[Records]
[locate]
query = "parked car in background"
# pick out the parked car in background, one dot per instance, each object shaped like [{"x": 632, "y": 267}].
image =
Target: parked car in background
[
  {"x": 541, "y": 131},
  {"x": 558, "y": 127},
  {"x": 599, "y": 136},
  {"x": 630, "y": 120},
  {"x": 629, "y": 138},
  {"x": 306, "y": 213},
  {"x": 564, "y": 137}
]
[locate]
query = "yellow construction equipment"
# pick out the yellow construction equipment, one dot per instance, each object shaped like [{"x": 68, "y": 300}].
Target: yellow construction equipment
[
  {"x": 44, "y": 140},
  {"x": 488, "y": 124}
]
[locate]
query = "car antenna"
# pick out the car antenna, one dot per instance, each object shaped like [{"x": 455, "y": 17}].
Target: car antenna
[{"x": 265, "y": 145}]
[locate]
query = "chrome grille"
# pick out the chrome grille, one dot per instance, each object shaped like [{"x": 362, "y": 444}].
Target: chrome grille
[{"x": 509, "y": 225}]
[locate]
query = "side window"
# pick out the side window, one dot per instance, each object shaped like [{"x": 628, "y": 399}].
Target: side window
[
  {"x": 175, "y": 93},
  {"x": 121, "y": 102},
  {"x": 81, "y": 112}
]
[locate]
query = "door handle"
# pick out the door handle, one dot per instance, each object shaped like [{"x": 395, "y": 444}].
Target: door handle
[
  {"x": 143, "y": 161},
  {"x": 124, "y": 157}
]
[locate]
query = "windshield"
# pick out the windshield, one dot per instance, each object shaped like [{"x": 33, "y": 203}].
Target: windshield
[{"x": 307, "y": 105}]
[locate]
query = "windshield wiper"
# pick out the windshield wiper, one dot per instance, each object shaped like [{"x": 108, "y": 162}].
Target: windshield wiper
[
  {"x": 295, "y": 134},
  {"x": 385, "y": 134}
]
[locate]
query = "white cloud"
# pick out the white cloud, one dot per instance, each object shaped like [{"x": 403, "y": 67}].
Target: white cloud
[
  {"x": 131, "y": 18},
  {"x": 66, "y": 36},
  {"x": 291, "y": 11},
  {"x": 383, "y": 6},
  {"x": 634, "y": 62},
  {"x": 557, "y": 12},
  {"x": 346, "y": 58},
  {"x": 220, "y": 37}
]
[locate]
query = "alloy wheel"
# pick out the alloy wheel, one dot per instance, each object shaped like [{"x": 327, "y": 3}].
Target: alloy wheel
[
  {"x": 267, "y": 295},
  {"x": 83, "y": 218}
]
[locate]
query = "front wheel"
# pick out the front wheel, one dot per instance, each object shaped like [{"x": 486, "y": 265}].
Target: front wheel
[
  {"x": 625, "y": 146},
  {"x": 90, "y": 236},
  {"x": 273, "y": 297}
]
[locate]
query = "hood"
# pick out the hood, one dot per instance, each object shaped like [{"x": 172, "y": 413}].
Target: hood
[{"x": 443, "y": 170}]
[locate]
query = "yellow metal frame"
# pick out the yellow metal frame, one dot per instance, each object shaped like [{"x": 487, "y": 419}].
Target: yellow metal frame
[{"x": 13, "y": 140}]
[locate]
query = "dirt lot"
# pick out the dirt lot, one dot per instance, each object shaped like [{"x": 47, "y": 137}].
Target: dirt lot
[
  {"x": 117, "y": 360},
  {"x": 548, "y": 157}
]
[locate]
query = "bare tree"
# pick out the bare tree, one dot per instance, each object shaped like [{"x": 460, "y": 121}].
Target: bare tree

**INSTRUCTIONS FOR THE TASK**
Go through the records and print each one exactly.

**EXPECTED ANSWER**
[locate]
query = "parked car in background"
# pick out the parked car in background, one dot per instance, each object shaped like [{"x": 632, "y": 267}].
image =
Target: parked car in background
[
  {"x": 541, "y": 131},
  {"x": 558, "y": 127},
  {"x": 599, "y": 136},
  {"x": 630, "y": 120},
  {"x": 629, "y": 138},
  {"x": 306, "y": 213},
  {"x": 564, "y": 137}
]
[locate]
query = "yellow construction equipment"
# pick out the yellow construction equipment, one dot per instance, each object shaped like [{"x": 68, "y": 300}].
Target: yellow construction equipment
[
  {"x": 44, "y": 140},
  {"x": 488, "y": 124}
]
[locate]
query = "car antenna"
# pick out the car antenna, one dot per instance, each object shaped like [{"x": 455, "y": 17}].
Target: car antenna
[{"x": 265, "y": 145}]
[locate]
query = "chrome grille"
# pick out the chrome grille, one dot per instance, each object shaped like [{"x": 362, "y": 444}].
Target: chrome grille
[{"x": 509, "y": 225}]
[locate]
query = "side window"
# pick out the side window, one dot per instance, each object shaped like [{"x": 628, "y": 399}].
Target: side window
[
  {"x": 175, "y": 93},
  {"x": 121, "y": 102},
  {"x": 81, "y": 112}
]
[locate]
query = "door handle"
# pick out the door handle, one dot per instance, each object shaped like [{"x": 395, "y": 444}].
Target: door handle
[
  {"x": 143, "y": 161},
  {"x": 124, "y": 157}
]
[locate]
query = "windshield"
# pick out the windshield, one dot per instance, each object shaped like [{"x": 33, "y": 203}].
Target: windshield
[{"x": 307, "y": 105}]
[locate]
query = "windshield wiper"
# pick out the windshield wiper, one dot per instance, each object shaped like [{"x": 108, "y": 162}].
Target: windshield wiper
[
  {"x": 295, "y": 134},
  {"x": 385, "y": 134}
]
[locate]
query = "white cloud"
# pick out the white cloud, one dot per instance, each object shaped like [{"x": 403, "y": 67}].
Target: white cloud
[
  {"x": 131, "y": 18},
  {"x": 66, "y": 36},
  {"x": 291, "y": 11},
  {"x": 383, "y": 6},
  {"x": 634, "y": 62},
  {"x": 557, "y": 12},
  {"x": 346, "y": 58},
  {"x": 220, "y": 37}
]
[locate]
query = "alloy wheel"
# pick out the alloy wheel, one dot per instance, each object shaped like [{"x": 327, "y": 3}].
Target: alloy wheel
[
  {"x": 267, "y": 295},
  {"x": 83, "y": 218}
]
[locate]
query = "front wheel"
# pick out the front wheel, one dot per instance, each object shaped like [{"x": 486, "y": 265}].
Target: front wheel
[
  {"x": 625, "y": 146},
  {"x": 90, "y": 236},
  {"x": 273, "y": 297}
]
[locate]
query = "hood"
# pick out the hood, one dot per instance, each object shaped like [{"x": 172, "y": 413}].
Target: hood
[{"x": 443, "y": 170}]
[locate]
query = "yellow metal frame"
# pick out the yellow metal frame, one dot per instance, each object shaped like [{"x": 487, "y": 419}].
Target: yellow metal frame
[{"x": 13, "y": 140}]
[locate]
query = "dirt lot"
# pick out the dirt lot, one dot per instance, each object shaped like [{"x": 47, "y": 137}].
Target: dirt lot
[
  {"x": 117, "y": 360},
  {"x": 548, "y": 157}
]
[locate]
query = "bare tree"
# pick out the bare tree, one dot per instance, each object shaped like [{"x": 460, "y": 121}].
Target: bare tree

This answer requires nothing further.